> _Requirement_: Please present the data below, from its first line up to and including the line containing "[115, 308, 633, 489]", as a Markdown table with a numbered Row column and a Content column holding each line. Leave out any blank lines.
-- Start Data supplied --
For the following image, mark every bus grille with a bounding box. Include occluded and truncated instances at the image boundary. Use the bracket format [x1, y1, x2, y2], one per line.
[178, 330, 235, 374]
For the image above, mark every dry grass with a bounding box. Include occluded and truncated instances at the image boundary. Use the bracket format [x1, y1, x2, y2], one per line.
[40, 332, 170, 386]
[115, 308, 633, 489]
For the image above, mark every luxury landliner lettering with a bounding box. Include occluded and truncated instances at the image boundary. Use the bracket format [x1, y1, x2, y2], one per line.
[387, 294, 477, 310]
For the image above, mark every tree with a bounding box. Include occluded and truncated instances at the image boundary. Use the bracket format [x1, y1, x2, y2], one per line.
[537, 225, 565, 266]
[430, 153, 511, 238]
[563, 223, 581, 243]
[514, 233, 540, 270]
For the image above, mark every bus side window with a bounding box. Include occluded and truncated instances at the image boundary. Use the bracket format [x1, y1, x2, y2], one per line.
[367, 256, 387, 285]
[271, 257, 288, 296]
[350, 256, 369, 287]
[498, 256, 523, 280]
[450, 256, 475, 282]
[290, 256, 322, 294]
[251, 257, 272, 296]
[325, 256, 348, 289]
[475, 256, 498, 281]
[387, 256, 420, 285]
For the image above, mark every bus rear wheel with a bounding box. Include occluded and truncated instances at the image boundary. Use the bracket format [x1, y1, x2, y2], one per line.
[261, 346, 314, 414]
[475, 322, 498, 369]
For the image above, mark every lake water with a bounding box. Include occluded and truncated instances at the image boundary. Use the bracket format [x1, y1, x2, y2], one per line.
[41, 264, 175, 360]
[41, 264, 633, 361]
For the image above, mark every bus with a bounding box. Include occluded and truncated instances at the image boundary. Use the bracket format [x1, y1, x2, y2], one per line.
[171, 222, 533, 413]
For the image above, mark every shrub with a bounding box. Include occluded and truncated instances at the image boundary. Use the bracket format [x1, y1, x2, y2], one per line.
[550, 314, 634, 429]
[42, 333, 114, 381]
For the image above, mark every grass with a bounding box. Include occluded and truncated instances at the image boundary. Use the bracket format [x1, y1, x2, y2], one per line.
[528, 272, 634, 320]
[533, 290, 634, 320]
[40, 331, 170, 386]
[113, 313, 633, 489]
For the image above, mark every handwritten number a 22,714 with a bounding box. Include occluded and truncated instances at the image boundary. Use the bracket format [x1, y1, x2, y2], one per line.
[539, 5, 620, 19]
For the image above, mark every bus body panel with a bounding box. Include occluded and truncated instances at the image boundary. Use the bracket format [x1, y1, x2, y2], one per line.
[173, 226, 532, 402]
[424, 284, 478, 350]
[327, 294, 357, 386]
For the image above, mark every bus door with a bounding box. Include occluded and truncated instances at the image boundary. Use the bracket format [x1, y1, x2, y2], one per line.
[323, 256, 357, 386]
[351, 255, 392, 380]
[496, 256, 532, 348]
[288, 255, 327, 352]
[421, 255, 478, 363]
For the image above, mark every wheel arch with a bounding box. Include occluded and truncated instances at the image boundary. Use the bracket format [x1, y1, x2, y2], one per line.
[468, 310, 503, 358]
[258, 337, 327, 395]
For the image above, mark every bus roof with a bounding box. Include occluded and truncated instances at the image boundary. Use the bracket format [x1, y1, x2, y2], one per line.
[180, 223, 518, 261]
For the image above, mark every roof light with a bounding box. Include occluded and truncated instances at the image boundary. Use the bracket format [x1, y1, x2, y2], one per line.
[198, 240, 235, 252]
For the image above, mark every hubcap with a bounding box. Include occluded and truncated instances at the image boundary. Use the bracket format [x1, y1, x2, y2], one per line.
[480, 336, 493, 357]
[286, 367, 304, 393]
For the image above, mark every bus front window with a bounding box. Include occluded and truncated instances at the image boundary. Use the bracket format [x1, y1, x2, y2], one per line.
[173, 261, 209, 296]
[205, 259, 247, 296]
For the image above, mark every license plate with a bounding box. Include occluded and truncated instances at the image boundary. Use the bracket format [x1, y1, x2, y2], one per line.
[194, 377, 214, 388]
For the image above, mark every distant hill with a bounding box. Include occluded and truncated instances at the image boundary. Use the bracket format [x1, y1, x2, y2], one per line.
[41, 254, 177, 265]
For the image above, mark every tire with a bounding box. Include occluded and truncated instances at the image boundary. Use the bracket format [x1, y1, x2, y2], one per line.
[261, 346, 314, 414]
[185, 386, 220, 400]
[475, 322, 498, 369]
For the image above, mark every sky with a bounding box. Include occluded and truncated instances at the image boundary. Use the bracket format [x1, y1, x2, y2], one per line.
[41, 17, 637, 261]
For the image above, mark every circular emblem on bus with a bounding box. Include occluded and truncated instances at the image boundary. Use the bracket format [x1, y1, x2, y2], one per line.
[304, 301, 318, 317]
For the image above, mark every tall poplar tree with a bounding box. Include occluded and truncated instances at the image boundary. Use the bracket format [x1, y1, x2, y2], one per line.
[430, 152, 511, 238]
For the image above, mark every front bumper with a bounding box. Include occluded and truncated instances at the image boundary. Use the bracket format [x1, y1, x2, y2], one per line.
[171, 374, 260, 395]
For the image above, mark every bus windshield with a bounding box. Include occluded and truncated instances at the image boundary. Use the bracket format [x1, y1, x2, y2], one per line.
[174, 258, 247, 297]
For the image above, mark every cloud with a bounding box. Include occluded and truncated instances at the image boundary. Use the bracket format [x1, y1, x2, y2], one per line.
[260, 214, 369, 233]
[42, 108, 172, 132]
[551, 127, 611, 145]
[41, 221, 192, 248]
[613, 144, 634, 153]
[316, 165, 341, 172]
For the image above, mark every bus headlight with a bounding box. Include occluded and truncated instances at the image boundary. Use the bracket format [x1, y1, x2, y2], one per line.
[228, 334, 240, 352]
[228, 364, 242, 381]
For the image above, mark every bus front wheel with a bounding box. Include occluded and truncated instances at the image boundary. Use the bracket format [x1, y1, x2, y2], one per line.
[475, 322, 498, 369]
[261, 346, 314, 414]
-- End Data supplied --
> _Task response_:
| Row | Content |
|---|---|
| 1 | For the following image, mark every bus grille with a bounding box. Include occluded and truncated instances at the image boundary. Use the bracket format [x1, y1, x2, y2], one per line. |
| 2 | [178, 330, 235, 374] |
| 3 | For the image above, mark every dry grass with a bounding box. Include occluded and truncated instances at the image boundary. Use the bracket format [x1, y1, x2, y2], one per line. |
| 4 | [40, 332, 170, 386] |
| 5 | [115, 308, 633, 489] |